Records for processing:
"""

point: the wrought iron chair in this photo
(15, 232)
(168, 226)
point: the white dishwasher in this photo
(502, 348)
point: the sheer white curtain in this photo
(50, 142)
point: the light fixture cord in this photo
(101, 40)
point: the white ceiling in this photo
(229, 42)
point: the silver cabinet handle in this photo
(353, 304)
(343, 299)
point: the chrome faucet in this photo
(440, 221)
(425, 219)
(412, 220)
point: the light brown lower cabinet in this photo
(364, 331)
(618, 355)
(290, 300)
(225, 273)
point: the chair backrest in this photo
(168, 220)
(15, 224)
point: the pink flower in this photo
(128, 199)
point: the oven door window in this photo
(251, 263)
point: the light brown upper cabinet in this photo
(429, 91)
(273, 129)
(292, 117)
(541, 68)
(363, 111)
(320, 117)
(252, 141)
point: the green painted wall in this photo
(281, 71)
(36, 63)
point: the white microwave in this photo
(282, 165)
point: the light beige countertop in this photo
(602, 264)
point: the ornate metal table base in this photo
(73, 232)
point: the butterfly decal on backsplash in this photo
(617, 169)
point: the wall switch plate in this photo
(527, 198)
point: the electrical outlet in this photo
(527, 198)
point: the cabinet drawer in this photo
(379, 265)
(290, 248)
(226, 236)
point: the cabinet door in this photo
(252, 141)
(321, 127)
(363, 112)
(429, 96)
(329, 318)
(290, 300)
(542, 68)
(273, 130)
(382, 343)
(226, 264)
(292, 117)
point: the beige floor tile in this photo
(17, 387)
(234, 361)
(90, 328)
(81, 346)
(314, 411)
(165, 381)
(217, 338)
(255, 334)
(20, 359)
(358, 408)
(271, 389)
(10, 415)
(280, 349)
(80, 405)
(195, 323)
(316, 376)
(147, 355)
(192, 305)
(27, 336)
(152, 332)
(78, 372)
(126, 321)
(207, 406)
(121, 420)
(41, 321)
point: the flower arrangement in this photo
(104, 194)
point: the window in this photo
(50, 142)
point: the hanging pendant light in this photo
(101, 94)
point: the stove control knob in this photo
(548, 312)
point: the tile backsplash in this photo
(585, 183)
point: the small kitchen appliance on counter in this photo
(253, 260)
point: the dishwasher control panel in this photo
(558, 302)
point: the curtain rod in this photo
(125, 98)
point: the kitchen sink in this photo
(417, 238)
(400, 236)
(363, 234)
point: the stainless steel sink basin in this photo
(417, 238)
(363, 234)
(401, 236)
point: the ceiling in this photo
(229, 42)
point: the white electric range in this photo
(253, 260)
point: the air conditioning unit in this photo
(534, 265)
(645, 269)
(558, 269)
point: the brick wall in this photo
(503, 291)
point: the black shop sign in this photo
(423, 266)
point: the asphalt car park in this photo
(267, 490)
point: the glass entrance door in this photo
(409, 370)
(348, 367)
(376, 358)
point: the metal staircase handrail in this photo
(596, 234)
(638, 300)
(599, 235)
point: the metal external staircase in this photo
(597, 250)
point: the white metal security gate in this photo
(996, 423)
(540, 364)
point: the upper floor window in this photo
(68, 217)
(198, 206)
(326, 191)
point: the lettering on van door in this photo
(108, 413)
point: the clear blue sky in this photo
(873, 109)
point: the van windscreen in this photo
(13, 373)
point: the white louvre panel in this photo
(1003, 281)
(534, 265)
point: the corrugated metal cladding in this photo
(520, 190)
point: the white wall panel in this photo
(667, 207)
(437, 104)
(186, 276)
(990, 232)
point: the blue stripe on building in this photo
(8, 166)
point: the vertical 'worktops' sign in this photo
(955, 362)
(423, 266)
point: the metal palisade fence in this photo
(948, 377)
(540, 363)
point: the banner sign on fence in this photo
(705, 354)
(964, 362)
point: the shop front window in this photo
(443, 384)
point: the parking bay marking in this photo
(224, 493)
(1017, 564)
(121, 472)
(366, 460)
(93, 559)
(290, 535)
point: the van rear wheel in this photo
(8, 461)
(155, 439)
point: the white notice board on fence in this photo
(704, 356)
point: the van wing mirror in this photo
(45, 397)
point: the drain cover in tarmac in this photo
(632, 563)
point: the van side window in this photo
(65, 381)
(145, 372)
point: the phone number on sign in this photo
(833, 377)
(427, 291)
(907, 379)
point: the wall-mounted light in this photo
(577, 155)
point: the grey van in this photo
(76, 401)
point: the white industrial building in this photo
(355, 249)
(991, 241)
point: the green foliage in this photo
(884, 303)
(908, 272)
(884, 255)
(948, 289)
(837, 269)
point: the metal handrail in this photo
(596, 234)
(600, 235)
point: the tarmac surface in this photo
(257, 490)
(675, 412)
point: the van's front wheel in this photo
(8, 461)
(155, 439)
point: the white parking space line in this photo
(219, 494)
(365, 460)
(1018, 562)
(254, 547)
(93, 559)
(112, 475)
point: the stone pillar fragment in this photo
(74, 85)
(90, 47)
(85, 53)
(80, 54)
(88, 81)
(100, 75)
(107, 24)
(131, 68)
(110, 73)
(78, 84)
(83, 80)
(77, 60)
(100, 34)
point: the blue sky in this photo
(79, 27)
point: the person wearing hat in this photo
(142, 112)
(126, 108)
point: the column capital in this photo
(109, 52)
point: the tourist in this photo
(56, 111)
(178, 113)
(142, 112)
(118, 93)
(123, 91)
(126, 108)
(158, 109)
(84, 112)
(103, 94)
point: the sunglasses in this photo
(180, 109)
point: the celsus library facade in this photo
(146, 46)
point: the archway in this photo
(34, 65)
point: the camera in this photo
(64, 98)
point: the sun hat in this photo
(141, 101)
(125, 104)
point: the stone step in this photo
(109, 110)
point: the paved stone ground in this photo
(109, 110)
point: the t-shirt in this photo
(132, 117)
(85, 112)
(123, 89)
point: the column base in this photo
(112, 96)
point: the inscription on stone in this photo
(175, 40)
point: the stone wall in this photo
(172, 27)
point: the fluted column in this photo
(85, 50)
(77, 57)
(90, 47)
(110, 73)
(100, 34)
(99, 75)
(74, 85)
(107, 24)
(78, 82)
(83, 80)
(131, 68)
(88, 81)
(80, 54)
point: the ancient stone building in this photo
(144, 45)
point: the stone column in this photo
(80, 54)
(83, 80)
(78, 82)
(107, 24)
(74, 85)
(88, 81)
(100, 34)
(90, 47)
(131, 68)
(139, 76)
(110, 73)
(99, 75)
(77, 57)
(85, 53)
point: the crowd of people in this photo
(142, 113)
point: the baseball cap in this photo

"""

Work to complete: Copy the records out again word for word.

Task result:
point: the wrought iron chair in this photo
(15, 232)
(168, 226)
point: the white dishwasher in this photo
(502, 348)
point: the sheer white curtain in this photo
(50, 142)
point: the light fixture cord in this photo
(101, 40)
point: the white ceiling in this photo
(229, 42)
point: the silver cabinet handle in this photo
(353, 304)
(343, 299)
point: the chrome faucet in this photo
(440, 221)
(425, 219)
(412, 220)
point: the light brown lower cabinet in this photo
(364, 331)
(618, 355)
(290, 300)
(225, 273)
point: the chair backrest in this photo
(168, 220)
(15, 224)
point: the pink flower in this photo
(128, 199)
point: the oven door window in this photo
(251, 263)
point: the light brown upper cabinet in this photo
(429, 91)
(273, 129)
(292, 117)
(541, 68)
(363, 111)
(320, 117)
(252, 141)
point: the green painted wall in this photo
(281, 71)
(36, 63)
point: the white microwave in this photo
(282, 165)
point: the light beige countertop in this photo
(602, 264)
point: the ornate metal table base in this photo
(73, 232)
point: the butterfly decal on backsplash in this photo
(617, 169)
point: the wall switch plate in this photo
(527, 198)
point: the electrical outlet in this photo
(527, 198)
point: the cabinet drawer in this photo
(379, 265)
(290, 248)
(226, 236)
point: the cabinet door in this photo
(252, 141)
(321, 127)
(363, 112)
(429, 96)
(329, 318)
(290, 300)
(542, 68)
(273, 130)
(382, 343)
(226, 264)
(292, 117)
point: the beige floor tile in this photo
(17, 387)
(234, 361)
(90, 328)
(81, 346)
(314, 411)
(165, 381)
(217, 338)
(255, 334)
(20, 359)
(358, 408)
(271, 389)
(10, 415)
(280, 349)
(80, 405)
(195, 323)
(316, 376)
(147, 355)
(192, 305)
(27, 336)
(152, 332)
(78, 372)
(126, 321)
(207, 406)
(121, 420)
(41, 321)
point: the flower arrangement in this photo
(104, 194)
point: the window in this photo
(50, 142)
point: the hanging pendant light in this photo
(101, 94)
point: the stove control knob in this photo
(548, 312)
point: the tile backsplash in this photo
(585, 183)
point: the small kitchen appliance on counter in this photo
(253, 260)
point: the dishwasher control panel in this photo
(558, 302)
point: the curtain rod in this photo
(125, 98)
point: the kitchen sink in this photo
(417, 238)
(400, 236)
(363, 234)
point: the stainless steel sink basin in this photo
(417, 238)
(363, 234)
(401, 236)
point: the ceiling in this photo
(229, 42)
point: the white electric range in this photo
(253, 260)
point: the air conditioning unit in this photo
(534, 265)
(645, 269)
(558, 269)
point: the brick wall in this photo
(503, 291)
point: the black shop sign in this photo
(423, 266)
point: the asphalt car park in this photo
(267, 490)
point: the glass entrance door in this photo
(409, 370)
(348, 367)
(376, 358)
point: the metal staircase handrail in this photo
(596, 234)
(638, 300)
(599, 235)
point: the metal external staircase in this photo
(597, 250)
point: the white metal security gate in this photo
(996, 423)
(540, 364)
point: the upper floor window in this photo
(68, 217)
(198, 206)
(326, 191)
point: the lettering on van door in this photo
(108, 413)
point: the clear blue sky in this photo
(873, 109)
point: the van windscreen in this photo
(13, 373)
point: the white louvre panel in this photo
(1003, 281)
(534, 265)
point: the corrugated metal cladding in this photo
(520, 190)
point: the white wall panel in this photo
(667, 207)
(437, 104)
(186, 276)
(990, 232)
point: the blue stripe on building in this photo
(8, 166)
point: the vertical 'worktops' sign in this photo
(955, 362)
(423, 266)
point: the metal palisade fence in this photo
(948, 377)
(540, 363)
point: the banner sign on fence in this photo
(705, 354)
(964, 362)
point: the shop front window in this photo
(443, 384)
point: the parking bay marking in this photo
(224, 493)
(1017, 564)
(121, 472)
(366, 460)
(93, 559)
(290, 535)
point: the van rear wheel in this photo
(8, 461)
(155, 439)
point: the white notice board on fence in this photo
(704, 356)
point: the van wing mirror in this photo
(45, 397)
point: the drain cover in tarmac in this photo
(632, 563)
point: the van side window in this photo
(65, 381)
(145, 372)
point: the phone number on sign in this photo
(833, 377)
(427, 291)
(907, 379)
point: the wall-mounted light in this photo
(577, 155)
point: the grey van in this photo
(76, 401)
point: the white industrial building in this photo
(355, 249)
(991, 241)
point: the green foliage in this photo
(884, 303)
(908, 272)
(884, 255)
(948, 289)
(837, 269)
point: the metal handrail in this photo
(596, 234)
(600, 235)
point: the tarmac surface in this photo
(257, 490)
(675, 412)
point: the van's front wheel in this photo
(8, 461)
(155, 439)
point: the white parking space line in this photo
(219, 494)
(365, 460)
(1018, 562)
(254, 547)
(93, 559)
(112, 475)
point: the stone pillar fragment in this photo
(74, 85)
(90, 47)
(85, 53)
(80, 54)
(88, 81)
(100, 75)
(107, 24)
(131, 68)
(110, 73)
(78, 84)
(83, 80)
(77, 60)
(100, 34)
point: the blue sky in this photo
(79, 27)
point: the person wearing hat in this photo
(142, 112)
(126, 108)
point: the column capital in this photo
(109, 52)
point: the tourist in this photo
(56, 111)
(178, 113)
(142, 112)
(118, 93)
(123, 91)
(126, 108)
(158, 109)
(84, 112)
(103, 94)
point: the sunglasses in this photo
(180, 109)
point: the celsus library facade in this photo
(146, 46)
point: the archway in this photo
(34, 65)
point: the camera in this photo
(64, 98)
point: the sun hat in this photo
(141, 101)
(125, 104)
point: the stone step in this photo
(109, 110)
point: the paved stone ground in this photo
(109, 110)
point: the t-shirt in this photo
(132, 117)
(85, 112)
(123, 89)
point: the column base in this photo
(112, 96)
point: the inscription on stone in this photo
(175, 40)
point: the stone wall in this photo
(172, 27)
point: the fluted column in this photo
(85, 50)
(77, 57)
(90, 47)
(110, 73)
(100, 34)
(99, 75)
(74, 85)
(107, 24)
(78, 82)
(83, 80)
(131, 68)
(88, 81)
(80, 54)
point: the ancient stone building in this photo
(144, 45)
point: the stone column in this photo
(80, 54)
(83, 80)
(78, 82)
(107, 24)
(74, 85)
(88, 81)
(100, 34)
(90, 47)
(131, 68)
(139, 76)
(110, 73)
(99, 75)
(77, 57)
(85, 53)
point: the crowd of people in this photo
(142, 113)
point: the baseball cap in this photo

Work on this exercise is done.